Passage to read:
.....
Anyone who remembers all of the song lists we did last year know that this CD is on my desert island list, and that the song Parallel Lines made my top love songs list (not to mention being the soundtrack for one of the most important relationships in my life).

This is an essential release for any serious music fan, and you better snap it up when you see it because they're asking $70 for a new copy on Amazon!

Here's a reprint of David Fricke’s review from the June 29, 1989 issue of Rolling Stone (#555).

Patti Smith once said Todd Rundgren had “the ability to devour and juggle the best of what has passed and shoot it into future perfect.” In fact, she said it in these very pages, back in 1971, in a review of his second solo LP, The Ballad of Todd Rundgren.

It would be another year before the young studio savant issued his magnum pop opus, the four-sided Something/Anything, generally acknowledged to be the consummate early-Seventies ear-candy album. But even then, Smith, no minor judge of what constitutes the art of rock, recognized in Ballad‘s beguiling songs of love and loss the imprint of a gifted craftsman with the intellect and imagination to make tomorrow’s pop today and the chops to do it with one hand tied behind his back.

Nearly Human, Rundgren’s first solo release of new material since his 1985 look-Ma-no-instruments album A Capella, actually produces the opposite effect – technique plus brains plus vision equals vintage Seventies Todd pop.

Ever since Something/Anything, Rundgren has diligently made records according to his own rebellious aesthetic and utopian spirituality, only intermittently exercising his ability to create lush, loving ballads and bright sing-along singles.

Admittedly, he’s made more than enough of those to fill Rhino’s new almost-two-hour-long compilation, Anthology (1968-1985). (There’s another volume dedicated to his work with the band Utopia.)
.....
Records shown:
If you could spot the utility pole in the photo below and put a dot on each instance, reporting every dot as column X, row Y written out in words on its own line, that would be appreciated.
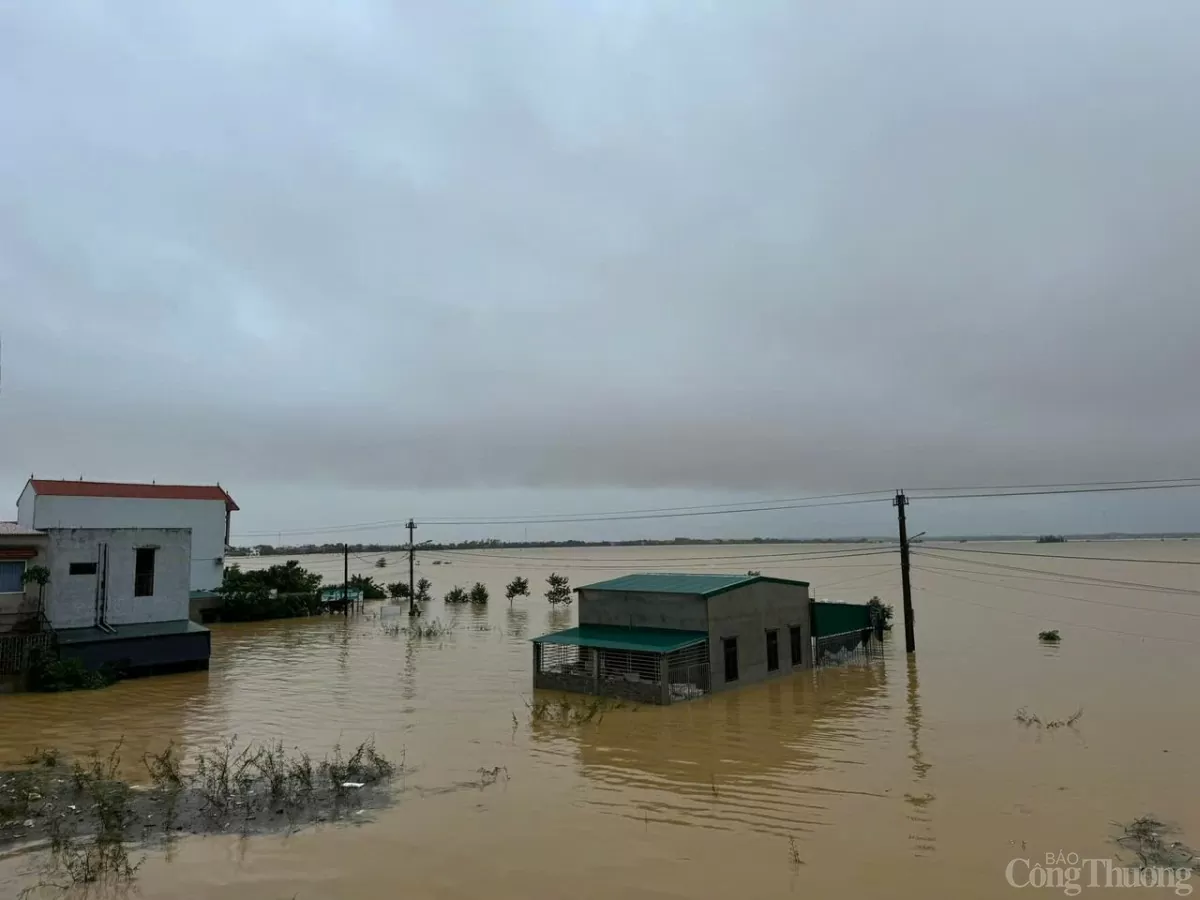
column 910, row 639
column 412, row 563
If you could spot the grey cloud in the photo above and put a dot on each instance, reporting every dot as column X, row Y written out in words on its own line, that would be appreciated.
column 705, row 247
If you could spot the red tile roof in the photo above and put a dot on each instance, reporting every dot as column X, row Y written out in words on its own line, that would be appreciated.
column 133, row 491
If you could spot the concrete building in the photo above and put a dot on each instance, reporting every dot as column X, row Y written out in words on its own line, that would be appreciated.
column 114, row 595
column 663, row 637
column 19, row 549
column 203, row 509
column 120, row 597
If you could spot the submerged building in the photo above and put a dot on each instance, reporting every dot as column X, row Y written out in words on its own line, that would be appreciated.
column 665, row 637
column 118, row 567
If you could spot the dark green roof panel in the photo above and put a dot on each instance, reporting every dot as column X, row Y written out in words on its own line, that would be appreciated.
column 683, row 583
column 617, row 637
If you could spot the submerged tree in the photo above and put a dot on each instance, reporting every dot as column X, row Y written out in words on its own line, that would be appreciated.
column 41, row 576
column 558, row 588
column 517, row 587
column 370, row 588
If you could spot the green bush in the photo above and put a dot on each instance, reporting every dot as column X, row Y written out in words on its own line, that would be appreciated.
column 558, row 588
column 258, row 604
column 287, row 579
column 370, row 588
column 49, row 673
column 517, row 587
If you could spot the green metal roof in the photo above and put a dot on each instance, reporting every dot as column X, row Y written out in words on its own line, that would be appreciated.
column 142, row 629
column 673, row 583
column 617, row 637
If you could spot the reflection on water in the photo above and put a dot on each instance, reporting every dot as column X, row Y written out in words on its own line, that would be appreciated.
column 918, row 798
column 755, row 757
column 859, row 767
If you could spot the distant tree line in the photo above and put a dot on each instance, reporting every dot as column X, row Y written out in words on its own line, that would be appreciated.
column 496, row 544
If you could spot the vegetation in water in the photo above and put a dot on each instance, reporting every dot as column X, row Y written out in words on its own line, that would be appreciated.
column 558, row 588
column 91, row 816
column 1033, row 720
column 370, row 588
column 51, row 673
column 1146, row 838
column 567, row 711
column 881, row 612
column 418, row 629
column 280, row 592
column 517, row 587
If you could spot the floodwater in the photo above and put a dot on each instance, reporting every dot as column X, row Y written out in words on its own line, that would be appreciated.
column 904, row 778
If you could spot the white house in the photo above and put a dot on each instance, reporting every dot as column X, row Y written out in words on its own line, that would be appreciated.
column 117, row 597
column 204, row 509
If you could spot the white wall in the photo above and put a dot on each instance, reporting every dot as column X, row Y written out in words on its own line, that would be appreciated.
column 207, row 519
column 71, row 599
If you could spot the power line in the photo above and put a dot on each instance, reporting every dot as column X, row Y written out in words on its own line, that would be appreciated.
column 838, row 499
column 847, row 551
column 647, row 564
column 568, row 517
column 1063, row 556
column 1055, row 622
column 1066, row 484
column 556, row 516
column 1061, row 597
column 1069, row 577
column 1059, row 491
column 658, row 515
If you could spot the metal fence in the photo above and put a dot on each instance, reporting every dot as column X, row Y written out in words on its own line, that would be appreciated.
column 630, row 675
column 847, row 647
column 688, row 676
column 17, row 651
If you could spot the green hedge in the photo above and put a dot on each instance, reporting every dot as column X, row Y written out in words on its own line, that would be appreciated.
column 256, row 605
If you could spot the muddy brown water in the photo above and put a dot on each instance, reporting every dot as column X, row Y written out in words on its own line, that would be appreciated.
column 904, row 778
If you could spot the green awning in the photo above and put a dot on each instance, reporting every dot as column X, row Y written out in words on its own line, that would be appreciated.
column 684, row 583
column 615, row 637
column 125, row 633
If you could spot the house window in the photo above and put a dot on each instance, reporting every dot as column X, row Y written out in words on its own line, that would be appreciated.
column 10, row 577
column 730, row 646
column 143, row 571
column 797, row 635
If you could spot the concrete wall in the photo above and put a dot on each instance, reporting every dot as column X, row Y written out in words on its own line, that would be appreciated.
column 625, row 609
column 71, row 599
column 748, row 613
column 16, row 609
column 207, row 519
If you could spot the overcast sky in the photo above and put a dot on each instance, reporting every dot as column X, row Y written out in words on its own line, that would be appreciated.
column 360, row 261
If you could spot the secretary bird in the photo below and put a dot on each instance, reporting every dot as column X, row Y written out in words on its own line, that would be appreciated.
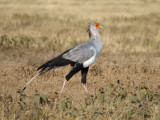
column 79, row 57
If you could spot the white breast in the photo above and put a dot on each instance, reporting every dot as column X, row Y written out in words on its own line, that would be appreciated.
column 91, row 60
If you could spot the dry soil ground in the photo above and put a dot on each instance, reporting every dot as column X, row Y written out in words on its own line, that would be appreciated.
column 124, row 83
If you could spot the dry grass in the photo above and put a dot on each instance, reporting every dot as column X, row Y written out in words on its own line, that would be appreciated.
column 123, row 83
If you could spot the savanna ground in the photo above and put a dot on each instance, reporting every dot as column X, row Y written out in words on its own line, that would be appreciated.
column 124, row 83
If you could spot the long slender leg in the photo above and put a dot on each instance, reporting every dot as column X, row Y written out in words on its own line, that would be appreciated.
column 84, row 72
column 71, row 73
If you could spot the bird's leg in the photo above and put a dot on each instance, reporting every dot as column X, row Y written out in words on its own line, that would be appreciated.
column 84, row 72
column 70, row 74
column 64, row 83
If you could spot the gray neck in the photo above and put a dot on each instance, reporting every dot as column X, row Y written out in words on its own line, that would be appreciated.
column 95, row 38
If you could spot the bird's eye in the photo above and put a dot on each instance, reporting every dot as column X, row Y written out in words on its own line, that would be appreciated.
column 96, row 25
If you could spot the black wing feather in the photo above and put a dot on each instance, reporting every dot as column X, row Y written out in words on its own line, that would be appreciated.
column 58, row 61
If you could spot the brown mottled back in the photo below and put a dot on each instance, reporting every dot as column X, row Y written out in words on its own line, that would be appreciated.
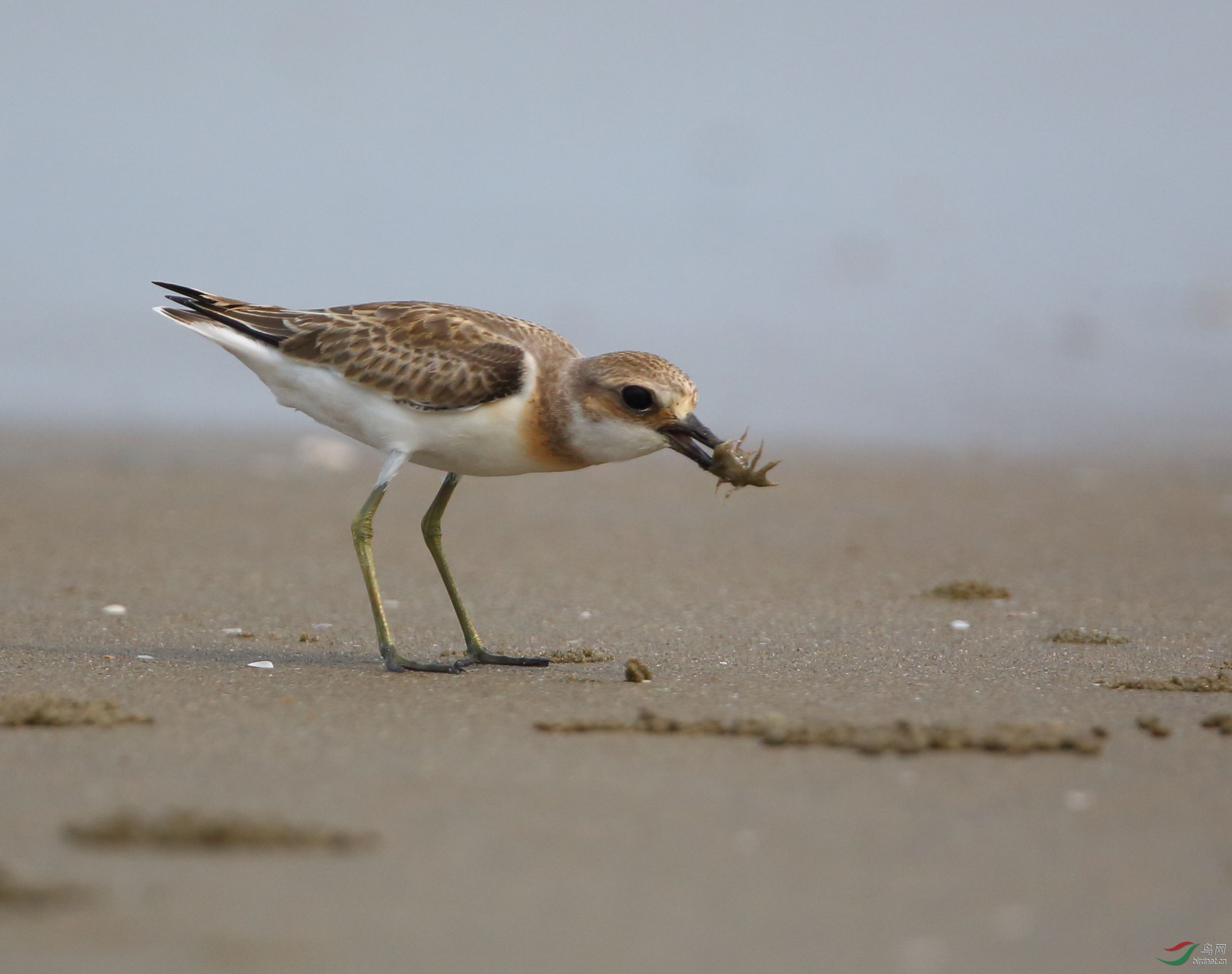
.....
Tasks and exercises:
1 - Decide whether each statement agrees with the Rundgren passage. Answer yes or no and quote the words that settle it. (a) Patti Smith's remark about Rundgren appeared in 1971. (b) A Capella came out in 1989. (c) Rundgren's Utopia work is included in the same Anthology volume.
2 - Use the Rundgren passage to answer these questions.
(a) What price is being asked for a new copy on Amazon?
(b) What issue number of Rolling Stone ran David Fricke's review?
(c) How many sides did Something/Anything have?

Task-by-task solutions:
1 -
(a) Yes: "back in 1971, in a review of his second solo LP"
(b) No: "his 1985 look-Ma-no-instruments album A Capella"
(c) No: "(There’s another volume dedicated to his work with the band Utopia.)"

2 -
(a) $70
(b) #555
(c) Four